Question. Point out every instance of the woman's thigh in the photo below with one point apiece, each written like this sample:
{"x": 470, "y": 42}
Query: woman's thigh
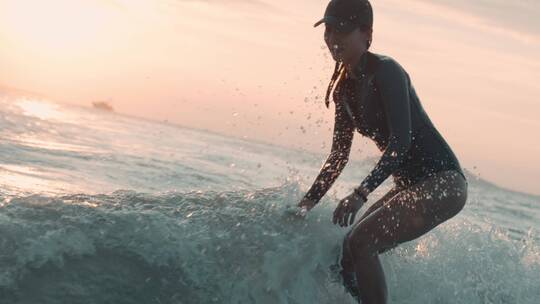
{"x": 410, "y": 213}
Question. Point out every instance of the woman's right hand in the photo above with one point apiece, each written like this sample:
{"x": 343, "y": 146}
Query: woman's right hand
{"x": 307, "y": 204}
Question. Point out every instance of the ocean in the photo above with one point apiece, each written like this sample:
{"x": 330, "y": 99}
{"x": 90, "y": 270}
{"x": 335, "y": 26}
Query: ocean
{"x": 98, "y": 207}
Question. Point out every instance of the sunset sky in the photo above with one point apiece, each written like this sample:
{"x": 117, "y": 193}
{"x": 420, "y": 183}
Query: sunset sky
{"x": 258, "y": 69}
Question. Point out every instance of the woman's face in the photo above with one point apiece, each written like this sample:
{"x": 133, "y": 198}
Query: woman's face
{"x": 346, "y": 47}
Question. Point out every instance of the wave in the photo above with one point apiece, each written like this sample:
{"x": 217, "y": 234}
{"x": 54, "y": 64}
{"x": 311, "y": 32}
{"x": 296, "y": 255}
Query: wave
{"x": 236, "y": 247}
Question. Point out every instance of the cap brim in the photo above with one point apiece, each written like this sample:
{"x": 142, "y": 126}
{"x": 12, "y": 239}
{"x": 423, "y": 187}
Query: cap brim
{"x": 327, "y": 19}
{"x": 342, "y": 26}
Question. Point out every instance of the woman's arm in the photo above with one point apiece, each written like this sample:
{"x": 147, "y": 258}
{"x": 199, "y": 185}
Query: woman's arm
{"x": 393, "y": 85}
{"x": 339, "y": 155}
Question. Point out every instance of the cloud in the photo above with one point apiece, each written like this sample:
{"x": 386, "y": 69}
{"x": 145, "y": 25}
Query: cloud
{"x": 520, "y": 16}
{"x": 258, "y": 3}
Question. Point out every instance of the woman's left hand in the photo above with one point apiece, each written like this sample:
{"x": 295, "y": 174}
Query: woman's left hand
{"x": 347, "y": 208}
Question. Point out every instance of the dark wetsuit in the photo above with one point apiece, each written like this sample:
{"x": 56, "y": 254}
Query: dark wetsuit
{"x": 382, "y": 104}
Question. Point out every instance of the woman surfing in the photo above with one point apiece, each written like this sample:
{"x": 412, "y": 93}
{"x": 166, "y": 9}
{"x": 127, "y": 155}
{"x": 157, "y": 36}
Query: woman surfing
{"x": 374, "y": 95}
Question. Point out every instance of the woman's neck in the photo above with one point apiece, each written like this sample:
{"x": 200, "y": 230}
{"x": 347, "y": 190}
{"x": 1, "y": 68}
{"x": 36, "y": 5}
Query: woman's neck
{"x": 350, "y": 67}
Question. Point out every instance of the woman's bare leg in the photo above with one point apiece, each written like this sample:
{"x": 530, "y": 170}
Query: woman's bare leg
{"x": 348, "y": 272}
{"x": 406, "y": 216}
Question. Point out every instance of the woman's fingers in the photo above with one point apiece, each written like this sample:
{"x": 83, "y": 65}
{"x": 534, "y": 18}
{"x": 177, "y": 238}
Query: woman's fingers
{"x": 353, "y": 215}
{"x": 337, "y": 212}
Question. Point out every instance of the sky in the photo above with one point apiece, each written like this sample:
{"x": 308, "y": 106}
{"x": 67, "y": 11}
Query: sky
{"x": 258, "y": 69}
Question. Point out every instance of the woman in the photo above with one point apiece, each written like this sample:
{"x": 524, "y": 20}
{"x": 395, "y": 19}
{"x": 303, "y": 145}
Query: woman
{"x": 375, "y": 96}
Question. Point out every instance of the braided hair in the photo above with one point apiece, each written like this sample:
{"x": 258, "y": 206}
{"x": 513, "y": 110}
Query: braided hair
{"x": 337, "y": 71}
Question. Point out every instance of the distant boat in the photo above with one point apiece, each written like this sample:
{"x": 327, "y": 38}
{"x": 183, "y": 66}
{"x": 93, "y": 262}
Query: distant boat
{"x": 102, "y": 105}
··········
Please copy out the stretch of the listing from the line containing "Question. Point out every instance of the braided" through the end of the listing, swapping "distant boat" for "faraway boat" and leaving everything else unchanged.

Question. Point out every instance of the braided hair in the photo above with one point apiece, each written like this sample:
{"x": 258, "y": 206}
{"x": 513, "y": 110}
Query: braided hair
{"x": 337, "y": 71}
Question. Point out every instance of the faraway boat in the photo above with one point apiece, each written like this sample:
{"x": 327, "y": 38}
{"x": 183, "y": 66}
{"x": 93, "y": 262}
Query: faraway boat
{"x": 102, "y": 105}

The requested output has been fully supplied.